■ Exercise objective ■
Repeat the records below exactly.

Pointing dataset excerpts
···
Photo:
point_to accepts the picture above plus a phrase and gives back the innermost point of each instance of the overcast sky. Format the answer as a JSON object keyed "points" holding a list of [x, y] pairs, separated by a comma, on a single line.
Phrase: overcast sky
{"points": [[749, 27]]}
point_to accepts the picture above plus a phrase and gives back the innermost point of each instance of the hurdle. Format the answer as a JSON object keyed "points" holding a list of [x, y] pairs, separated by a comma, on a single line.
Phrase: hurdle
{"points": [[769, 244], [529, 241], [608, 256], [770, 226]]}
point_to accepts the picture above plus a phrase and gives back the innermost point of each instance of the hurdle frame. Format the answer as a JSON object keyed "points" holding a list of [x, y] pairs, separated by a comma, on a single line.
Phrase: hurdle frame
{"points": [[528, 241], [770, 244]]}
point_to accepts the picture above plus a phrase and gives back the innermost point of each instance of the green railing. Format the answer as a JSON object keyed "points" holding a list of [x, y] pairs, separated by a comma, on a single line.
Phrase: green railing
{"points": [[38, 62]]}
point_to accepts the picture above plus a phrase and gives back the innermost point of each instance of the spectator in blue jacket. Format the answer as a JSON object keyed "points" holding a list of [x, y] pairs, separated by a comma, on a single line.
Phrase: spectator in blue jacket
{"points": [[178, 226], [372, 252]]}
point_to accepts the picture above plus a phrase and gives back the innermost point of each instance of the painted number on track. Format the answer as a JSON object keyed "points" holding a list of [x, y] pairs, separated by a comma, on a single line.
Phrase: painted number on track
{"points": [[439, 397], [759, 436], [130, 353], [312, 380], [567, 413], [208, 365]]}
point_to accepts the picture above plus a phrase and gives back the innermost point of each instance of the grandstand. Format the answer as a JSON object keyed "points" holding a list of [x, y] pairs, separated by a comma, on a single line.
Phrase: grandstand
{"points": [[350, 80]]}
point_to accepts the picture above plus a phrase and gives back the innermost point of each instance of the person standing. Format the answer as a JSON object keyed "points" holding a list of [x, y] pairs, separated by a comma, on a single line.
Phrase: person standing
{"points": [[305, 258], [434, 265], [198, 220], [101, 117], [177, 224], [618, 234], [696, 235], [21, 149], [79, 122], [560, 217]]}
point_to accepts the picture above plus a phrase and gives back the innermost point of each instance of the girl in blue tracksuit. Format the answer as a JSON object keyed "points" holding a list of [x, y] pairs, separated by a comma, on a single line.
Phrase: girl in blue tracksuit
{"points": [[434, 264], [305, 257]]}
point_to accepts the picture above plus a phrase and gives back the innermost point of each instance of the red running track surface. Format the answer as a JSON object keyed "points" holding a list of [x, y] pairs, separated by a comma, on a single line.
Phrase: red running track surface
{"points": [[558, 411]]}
···
■ Exercise answer ■
Photo:
point_to accepts the picture above plus a phrase and gives back the innermost point of each instance of the overcast sky. Format the answer as a JSON object keyed "points" holding a list of [x, y] pairs, separated by a comma, on a single line.
Phrase: overcast sky
{"points": [[749, 27]]}
point_to accepts the picture above plus a phrase and gives back the innermost point of each instance of the hurdle. Format the answer as a JSON object keyed "points" holding a list of [x, y] pairs, separated by a comma, on a single line.
Phrase: hurdle
{"points": [[769, 244], [529, 241], [608, 256], [770, 226]]}
point_to accepts the picture above plus a phrase and gives back the innermost point of each instance of the hurdle frame. Format the answer as a JSON object keyed "points" holding a list of [x, y] pairs, separated by a comma, on a single line.
Phrase: hurdle frame
{"points": [[528, 241], [770, 244]]}
point_to accepts the picture above plus a phrase and gives back the innermost point of each instance of the green railing. Format the answer as a JSON object keyed "points" holding a list of [x, y] pairs, separated by a comma, on a single line.
Phrase: green railing
{"points": [[38, 62]]}
point_to accepts the picture above plus a phrase and gives back the innermost point of each instance of the spectator in blue jacket. Format the answer as a JSON object keyed "points" holding a list of [x, y] pairs, separated by a comma, on a single line.
Phrase: spectator in blue jacket
{"points": [[178, 226], [372, 252]]}
point_to accepts the picture above plus a phrase and gives back the innermost point of each instance of the painted number on track. Format the answer as a JSON object keyed "points" holding a list of [x, y] pairs, separated by a comma, on a single line.
Phrase: painted number on track
{"points": [[439, 397], [759, 436], [130, 353], [312, 380], [567, 413], [208, 365]]}
point_to accepts the picture above plus a phrase and gives back the innermost point of each instance of the grandstand. Format the answer as a JSON object keyed "points" holding a list of [x, y] pairs, separated by a comma, on a single line.
Phrase: grandstand
{"points": [[350, 80]]}
point_to accepts the picture above plus a phrase and gives back the innermost point of each instance of the person standing. Format the answer as a JSON object keyed "points" holding a list of [x, y] pairs, separated by a comma, on a single line.
Phrase: person standing
{"points": [[305, 258], [434, 265], [198, 220], [101, 117], [177, 224], [618, 234], [696, 235], [21, 149], [79, 122], [560, 217]]}
point_to accepts the picture above plus a phrase and gives back the innermost point of each instance of the girl in blue tracksuit. Format the answer as a JSON object keyed "points" holding a list of [x, y] pairs, separated by a comma, on a single line.
Phrase: girl in blue tracksuit
{"points": [[434, 264], [305, 257]]}
point_to accepts the picture above plus a phrase and gives back the innermost point of each instance of the red running track surface. Format the answer as a JSON object keyed "points" holding a list of [x, y] pairs, separated by a comma, on a single line.
Phrase: red running track surface
{"points": [[558, 411]]}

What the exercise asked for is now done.